── QUOTED PASSAGE

Stephane Bortzmeyer wrote:
a message of 36 lines which said:
responses are generated on-the-fly instead of being precompiled in the database,
What are the consequences on performance? I thought that one reason
why nsd was so much faster (and does not load the CPU as much as BIND)
is the precompiled responses.
NSD 1.4.0 is slower than NSD 1.2.2 and previous versions. The actual drop in performance very much depends on:
1. Zone size.
2. CPU performance of the server.
3. Network I/O performance of the server.
Remember that on our test platform (Athlon XP 2400+, cheap and probably slow network card) NSD 1.2.x and the OS spends most of its time doing network I/O. This is still true for NSD 1.4.0.
With a small zone (for example, the root zone) the rest of the time is divided in name lookup and generating the response. NSD 1.4.0 is about 30% slower CPU wise than NSD 1.2.2. In one test we did that resulted in NSD 1.2.2 being able to respond to ~18770 packets/sec, with NSD 1.4.0 getting ~15964.
With a large zone (900,000+ domains) most of the non-network I/O cpu time is done performing name lookups. Generating packets take a relatively small percentage of CPU time, so the difference between 1.2.2 and 1.4.0 is much less: 1.2.2: 15649 p/s vs 1.4.0: 15082 p/s.
Another difference is memory usage. NSD 1.4.0 uses less memory than 1.2.2 on a 32-bit platform. Memory usage is probably similar or slightly more on a 64-bit platform due to the heavy use of pointers in NSD 1.4.0.
Note that NSD 1.4.0 is still much faster than bind 8.3.6 (~4 times less CPU usage, NSD 1.2.2 is about ~4.5 less CPU usage in the tests that I did using a large zone). In that test run NSD 1.2.2 managed to answer about 4.2 million packets, 1.4.0 about 4.1 million, and bind 8.3.6 about 1.2 million. I'm not sure how many packets actually got send and I don't have the notes here right now, so these numbers are what I can remember 
Note that all these numbers are preliminary. I've spend enough time performance testing to see performance was not greatly affected due to the changes, but not enough to get precise, high quality numbers.
If we start generating responses on-the-fly, what about round-robin?
I don't think we want to go there. I also do not know what effects round-robin has on DNSSEC etc. Right now our priority is to get DNSSEC working correctly. We knew DNSSEC would have some performance cost and so far the cost seems acceptable to us. After DNSSEC is working correctly we may look at cpu and memory usage to see what we can improve.
Hopefully people will test performance on their own machines and let us know if the performance drop is not acceptable. I'm especially interested in numbers from servers with (relatively) slow CPUs and fast network I/O.
A final note on why we made these changes. Adding DNSSEC in the "obvious" way to the precompiled answer database would probably have resulted in a database that was 2-3 times larger just because of duplication of answer data (non-DNSSEC answer, DNSSEC answer, DNSSEC NXDOMAIN answer). Combined with the fact that a signed zone is about 4-6 (?) times larger than the non-signed zone this would result in a database size that was 8-18 times larger. Even in the best case that would result in a 1.3 gig NL zone database (170 Mb currently). This gets pretty close to the limits of 32-bit machines and architectures.
The alternative would be to cut these packets up (non-DNSSEC part, DNSSEC parts) and combine them depending on the query. This would require less memory but more CPU time. We figured this approach was too complicated and would not gain us much in CPU performance over the approach taken with NSD 1.4.0. The signed NL zone 1.4.0 database is just 264 Mb, with NSD using about ~450 Mb memory when running on a 32-bit machine. The signed zone file itself is 325 Mb, larger than the compiled database 
I hope this clarifies things more than it obfuscates 
Erik

────
── PROVIDED RECORDS

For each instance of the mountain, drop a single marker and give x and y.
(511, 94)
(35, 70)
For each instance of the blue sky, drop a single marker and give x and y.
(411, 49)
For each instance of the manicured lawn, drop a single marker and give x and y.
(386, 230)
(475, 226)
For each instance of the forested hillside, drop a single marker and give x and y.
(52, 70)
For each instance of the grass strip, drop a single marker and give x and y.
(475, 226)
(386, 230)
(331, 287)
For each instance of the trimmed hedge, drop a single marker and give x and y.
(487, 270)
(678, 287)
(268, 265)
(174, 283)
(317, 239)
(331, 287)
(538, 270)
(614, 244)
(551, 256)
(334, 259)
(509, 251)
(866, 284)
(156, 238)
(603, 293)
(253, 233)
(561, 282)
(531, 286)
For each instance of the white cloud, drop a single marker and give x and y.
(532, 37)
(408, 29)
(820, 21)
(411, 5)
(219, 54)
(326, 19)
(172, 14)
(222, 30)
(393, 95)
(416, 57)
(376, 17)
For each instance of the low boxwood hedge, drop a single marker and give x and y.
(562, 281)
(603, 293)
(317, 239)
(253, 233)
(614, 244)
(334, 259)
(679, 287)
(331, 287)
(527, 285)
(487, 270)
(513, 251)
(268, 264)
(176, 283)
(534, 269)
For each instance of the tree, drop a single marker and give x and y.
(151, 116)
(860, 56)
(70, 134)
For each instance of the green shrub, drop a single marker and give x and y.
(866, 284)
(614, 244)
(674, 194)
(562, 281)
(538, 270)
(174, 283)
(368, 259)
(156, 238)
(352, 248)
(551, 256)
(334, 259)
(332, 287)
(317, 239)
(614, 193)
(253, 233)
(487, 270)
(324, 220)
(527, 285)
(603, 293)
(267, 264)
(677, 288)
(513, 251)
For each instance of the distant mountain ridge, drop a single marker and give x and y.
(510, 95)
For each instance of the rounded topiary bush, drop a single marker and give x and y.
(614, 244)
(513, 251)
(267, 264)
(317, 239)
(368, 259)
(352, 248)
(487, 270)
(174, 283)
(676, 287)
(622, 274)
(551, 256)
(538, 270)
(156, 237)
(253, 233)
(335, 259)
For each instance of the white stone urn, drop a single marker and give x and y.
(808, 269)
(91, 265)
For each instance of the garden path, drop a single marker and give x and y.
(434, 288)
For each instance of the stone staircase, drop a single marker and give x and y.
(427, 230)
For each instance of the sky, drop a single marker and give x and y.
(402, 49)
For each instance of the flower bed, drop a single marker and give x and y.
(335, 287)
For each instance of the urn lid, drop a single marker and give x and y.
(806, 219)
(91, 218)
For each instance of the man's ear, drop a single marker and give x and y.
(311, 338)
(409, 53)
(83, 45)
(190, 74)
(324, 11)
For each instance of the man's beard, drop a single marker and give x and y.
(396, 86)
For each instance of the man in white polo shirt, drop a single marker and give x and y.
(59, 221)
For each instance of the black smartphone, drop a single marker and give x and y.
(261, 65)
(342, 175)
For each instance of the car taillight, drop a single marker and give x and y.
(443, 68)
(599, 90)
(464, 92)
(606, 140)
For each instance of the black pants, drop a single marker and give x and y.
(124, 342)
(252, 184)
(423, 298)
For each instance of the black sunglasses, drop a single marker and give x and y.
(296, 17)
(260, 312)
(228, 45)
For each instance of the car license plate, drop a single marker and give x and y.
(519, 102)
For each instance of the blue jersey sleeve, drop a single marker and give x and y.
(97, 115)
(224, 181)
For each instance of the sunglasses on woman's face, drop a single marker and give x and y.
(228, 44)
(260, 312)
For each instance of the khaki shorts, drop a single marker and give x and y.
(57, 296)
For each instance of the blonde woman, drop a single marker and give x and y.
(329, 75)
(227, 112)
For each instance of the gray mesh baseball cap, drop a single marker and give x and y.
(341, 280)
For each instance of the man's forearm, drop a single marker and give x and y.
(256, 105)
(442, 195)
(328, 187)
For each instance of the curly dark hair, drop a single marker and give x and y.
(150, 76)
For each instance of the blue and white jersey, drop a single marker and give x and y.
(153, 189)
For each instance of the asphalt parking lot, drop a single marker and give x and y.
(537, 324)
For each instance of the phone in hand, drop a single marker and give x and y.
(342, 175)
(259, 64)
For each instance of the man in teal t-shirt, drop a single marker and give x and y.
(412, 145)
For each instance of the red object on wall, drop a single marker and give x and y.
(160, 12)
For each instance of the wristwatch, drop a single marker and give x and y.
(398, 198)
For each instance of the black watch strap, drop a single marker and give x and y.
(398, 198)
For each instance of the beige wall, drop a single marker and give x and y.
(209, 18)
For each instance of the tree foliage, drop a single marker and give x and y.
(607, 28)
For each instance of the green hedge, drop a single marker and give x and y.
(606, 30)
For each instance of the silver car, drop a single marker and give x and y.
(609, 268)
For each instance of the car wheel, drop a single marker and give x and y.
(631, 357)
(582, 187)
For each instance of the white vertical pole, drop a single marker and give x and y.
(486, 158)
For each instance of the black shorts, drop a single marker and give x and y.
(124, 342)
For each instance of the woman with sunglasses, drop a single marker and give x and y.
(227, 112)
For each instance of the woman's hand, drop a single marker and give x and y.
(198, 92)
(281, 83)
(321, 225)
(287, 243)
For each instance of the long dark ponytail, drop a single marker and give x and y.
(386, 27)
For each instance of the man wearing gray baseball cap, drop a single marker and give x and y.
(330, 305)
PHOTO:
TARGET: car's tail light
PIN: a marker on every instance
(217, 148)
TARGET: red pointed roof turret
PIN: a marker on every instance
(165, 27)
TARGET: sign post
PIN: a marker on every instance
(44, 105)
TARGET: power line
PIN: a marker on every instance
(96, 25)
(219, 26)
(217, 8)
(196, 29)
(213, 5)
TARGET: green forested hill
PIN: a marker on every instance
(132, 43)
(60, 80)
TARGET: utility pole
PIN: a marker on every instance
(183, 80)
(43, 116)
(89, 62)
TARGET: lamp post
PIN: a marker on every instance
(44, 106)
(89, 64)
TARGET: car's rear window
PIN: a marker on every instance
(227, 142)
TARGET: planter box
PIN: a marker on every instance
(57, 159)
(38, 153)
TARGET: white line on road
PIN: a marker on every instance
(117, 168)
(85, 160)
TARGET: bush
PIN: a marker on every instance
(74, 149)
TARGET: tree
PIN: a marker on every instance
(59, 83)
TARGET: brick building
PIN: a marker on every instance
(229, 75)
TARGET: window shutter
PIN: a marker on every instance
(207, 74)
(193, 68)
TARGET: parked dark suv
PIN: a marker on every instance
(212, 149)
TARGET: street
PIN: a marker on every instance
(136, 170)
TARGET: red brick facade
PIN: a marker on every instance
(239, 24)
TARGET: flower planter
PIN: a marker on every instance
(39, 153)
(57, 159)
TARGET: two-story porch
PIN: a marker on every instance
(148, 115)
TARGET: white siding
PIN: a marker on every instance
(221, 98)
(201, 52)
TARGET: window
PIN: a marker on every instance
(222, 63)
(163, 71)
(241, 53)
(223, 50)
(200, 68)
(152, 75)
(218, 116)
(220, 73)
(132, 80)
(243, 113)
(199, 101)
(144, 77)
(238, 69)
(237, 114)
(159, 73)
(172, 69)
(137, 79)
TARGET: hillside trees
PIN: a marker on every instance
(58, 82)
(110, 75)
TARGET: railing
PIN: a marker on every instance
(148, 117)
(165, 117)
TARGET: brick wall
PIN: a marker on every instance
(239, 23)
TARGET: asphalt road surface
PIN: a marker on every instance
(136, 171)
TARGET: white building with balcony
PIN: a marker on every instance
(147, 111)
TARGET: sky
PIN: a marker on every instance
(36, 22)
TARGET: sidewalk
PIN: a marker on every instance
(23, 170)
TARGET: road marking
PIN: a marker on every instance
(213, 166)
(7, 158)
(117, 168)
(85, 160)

────

JOB
Can you quote the NSD performance message word for word, the stretch from "NSD 1.4.0 is slower" through "1.4.0 getting ~15964."?

ANSWER TO THIS PROBLEM
NSD 1.4.0 is slower than NSD 1.2.2 and previous versions. The actual drop in performance very much depends on:
1. Zone size.
2. CPU performance of the server.
3. Network I/O performance of the server.
Remember that on our test platform (Athlon XP 2400+, cheap and probably slow network card) NSD 1.2.x and the OS spends most of its time doing network I/O. This is still true for NSD 1.4.0.
With a small zone (for example, the root zone) the rest of the time is divided in name lookup and generating the response. NSD 1.4.0 is about 30% slower CPU wise than NSD 1.2.2. In one test we did that resulted in NSD 1.2.2 being able to respond to ~18770 packets/sec, with NSD 1.4.0 getting ~15964.